Records for the task Block Start

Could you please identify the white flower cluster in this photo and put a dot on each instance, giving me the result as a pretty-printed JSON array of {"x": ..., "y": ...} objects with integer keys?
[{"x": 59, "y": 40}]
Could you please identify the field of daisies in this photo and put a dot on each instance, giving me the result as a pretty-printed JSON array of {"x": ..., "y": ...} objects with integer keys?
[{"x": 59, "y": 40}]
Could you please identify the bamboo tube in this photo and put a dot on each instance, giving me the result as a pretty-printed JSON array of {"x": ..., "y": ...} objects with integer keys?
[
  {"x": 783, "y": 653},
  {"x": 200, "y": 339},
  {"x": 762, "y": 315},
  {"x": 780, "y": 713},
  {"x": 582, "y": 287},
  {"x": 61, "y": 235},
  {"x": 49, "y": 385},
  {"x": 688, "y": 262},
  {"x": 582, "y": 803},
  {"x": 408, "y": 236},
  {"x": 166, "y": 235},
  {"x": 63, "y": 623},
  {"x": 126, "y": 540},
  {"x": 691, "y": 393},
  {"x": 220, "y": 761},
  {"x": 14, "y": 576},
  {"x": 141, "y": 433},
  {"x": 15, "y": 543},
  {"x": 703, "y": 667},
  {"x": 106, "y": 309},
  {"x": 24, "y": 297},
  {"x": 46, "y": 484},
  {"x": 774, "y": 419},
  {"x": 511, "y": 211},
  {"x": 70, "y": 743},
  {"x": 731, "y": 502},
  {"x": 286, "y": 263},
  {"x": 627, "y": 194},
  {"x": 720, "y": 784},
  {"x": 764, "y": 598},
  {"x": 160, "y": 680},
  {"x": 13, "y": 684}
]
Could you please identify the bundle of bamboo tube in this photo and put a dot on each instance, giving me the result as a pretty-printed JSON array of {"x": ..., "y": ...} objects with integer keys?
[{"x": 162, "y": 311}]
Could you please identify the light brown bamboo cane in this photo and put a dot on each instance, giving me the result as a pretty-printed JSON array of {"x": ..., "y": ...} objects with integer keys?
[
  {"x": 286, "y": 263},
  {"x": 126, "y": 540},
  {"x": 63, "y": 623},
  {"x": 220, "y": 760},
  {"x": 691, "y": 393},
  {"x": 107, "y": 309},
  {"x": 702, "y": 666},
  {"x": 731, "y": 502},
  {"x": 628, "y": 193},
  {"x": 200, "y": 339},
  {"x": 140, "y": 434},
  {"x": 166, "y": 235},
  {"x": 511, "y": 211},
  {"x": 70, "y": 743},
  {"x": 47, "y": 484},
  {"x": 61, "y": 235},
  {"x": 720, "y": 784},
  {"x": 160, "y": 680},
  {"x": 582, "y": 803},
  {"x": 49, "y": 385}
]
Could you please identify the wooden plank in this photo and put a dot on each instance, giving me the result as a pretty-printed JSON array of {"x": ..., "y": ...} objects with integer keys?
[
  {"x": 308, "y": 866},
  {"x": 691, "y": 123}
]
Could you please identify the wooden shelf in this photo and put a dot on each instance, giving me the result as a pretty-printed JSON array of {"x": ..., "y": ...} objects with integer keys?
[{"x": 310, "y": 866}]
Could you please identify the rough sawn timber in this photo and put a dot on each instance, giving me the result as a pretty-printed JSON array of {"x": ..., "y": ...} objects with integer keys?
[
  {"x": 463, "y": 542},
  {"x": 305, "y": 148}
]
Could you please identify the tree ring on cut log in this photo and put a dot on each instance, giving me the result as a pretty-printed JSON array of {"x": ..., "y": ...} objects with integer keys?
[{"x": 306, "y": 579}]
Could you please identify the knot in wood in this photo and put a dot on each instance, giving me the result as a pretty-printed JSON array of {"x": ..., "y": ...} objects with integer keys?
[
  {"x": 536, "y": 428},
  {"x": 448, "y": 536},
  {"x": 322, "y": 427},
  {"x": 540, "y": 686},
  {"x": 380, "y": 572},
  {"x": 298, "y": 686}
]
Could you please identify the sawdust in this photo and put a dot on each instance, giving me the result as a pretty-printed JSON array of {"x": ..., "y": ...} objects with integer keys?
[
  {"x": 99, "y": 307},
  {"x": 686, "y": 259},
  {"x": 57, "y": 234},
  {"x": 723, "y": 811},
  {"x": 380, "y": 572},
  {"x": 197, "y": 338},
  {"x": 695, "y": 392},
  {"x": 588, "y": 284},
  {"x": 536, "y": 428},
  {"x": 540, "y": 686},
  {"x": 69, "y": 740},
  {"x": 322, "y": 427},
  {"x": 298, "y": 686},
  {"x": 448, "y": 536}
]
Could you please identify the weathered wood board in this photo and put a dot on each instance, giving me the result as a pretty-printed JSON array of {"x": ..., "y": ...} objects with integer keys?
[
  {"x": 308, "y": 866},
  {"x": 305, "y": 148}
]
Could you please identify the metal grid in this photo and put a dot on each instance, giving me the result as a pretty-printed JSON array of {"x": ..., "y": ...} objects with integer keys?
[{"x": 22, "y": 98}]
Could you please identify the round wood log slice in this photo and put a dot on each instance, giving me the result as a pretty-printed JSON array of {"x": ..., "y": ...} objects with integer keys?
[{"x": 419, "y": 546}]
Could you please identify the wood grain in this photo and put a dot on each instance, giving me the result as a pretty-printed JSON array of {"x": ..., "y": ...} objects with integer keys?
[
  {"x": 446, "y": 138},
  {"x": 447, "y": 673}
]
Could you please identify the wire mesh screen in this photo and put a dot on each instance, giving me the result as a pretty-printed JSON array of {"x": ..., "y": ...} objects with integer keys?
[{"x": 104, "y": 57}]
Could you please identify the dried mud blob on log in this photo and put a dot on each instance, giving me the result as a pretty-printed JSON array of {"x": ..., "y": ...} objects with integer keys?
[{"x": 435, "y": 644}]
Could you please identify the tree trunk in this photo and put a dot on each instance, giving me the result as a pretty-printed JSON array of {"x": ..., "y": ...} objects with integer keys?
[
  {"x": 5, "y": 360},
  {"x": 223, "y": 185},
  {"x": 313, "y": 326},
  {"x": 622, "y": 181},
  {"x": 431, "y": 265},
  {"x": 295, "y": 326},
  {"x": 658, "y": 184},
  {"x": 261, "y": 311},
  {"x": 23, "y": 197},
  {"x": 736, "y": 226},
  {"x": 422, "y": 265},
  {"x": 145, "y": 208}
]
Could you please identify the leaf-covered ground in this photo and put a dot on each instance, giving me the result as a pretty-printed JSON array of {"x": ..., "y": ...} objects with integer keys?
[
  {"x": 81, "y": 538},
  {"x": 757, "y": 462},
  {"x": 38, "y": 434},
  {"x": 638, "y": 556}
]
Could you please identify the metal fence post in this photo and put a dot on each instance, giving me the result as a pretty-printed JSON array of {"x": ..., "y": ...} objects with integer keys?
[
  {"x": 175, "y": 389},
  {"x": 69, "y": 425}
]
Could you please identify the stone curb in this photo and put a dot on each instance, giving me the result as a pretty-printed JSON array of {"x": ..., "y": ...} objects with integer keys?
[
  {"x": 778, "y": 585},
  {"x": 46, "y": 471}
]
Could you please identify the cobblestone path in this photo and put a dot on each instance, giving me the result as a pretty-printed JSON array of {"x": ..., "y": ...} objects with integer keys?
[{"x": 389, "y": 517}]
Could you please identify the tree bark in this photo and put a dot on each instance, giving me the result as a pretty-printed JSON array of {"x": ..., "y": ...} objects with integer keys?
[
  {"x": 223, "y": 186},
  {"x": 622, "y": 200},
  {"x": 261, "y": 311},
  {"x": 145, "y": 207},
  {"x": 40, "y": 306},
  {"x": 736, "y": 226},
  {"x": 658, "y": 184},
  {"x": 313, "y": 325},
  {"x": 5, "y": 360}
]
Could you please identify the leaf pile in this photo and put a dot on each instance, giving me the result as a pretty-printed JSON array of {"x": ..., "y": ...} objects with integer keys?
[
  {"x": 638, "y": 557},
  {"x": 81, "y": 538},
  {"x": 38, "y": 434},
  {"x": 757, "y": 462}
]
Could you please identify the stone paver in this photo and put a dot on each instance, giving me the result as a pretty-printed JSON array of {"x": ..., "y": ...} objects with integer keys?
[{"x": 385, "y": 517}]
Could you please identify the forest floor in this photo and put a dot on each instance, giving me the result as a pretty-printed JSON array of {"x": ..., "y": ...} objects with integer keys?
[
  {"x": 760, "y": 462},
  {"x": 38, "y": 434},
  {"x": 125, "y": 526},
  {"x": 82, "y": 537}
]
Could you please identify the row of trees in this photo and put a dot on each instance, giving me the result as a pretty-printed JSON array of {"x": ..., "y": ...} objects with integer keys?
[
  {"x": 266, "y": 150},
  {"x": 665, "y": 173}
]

Records for the task Block End

◆ Your task
Each line from the one with "Could you please identify the stone paver" through the last line of the records must be written out word for word. Include nothing else.

◆ Finished exercise
Could you please identify the stone paver in this photo and put a dot on each instance, giving me the result as a pretty-printed JSON array of {"x": ..., "y": ...} objects with integer keys?
[{"x": 385, "y": 517}]
Could you please identify the forest floor in this photo and put a dot on each instance, giving me the result as a pretty-printed JSON array of {"x": ..., "y": ...} objects with integer keys?
[
  {"x": 760, "y": 462},
  {"x": 38, "y": 434},
  {"x": 125, "y": 526},
  {"x": 82, "y": 537}
]
Could you please identify the row of trees in this photo and put a dot on each instance, giving me the result as a pretty-printed JSON array of {"x": ..., "y": ...} objects with integer keys?
[
  {"x": 266, "y": 150},
  {"x": 665, "y": 173}
]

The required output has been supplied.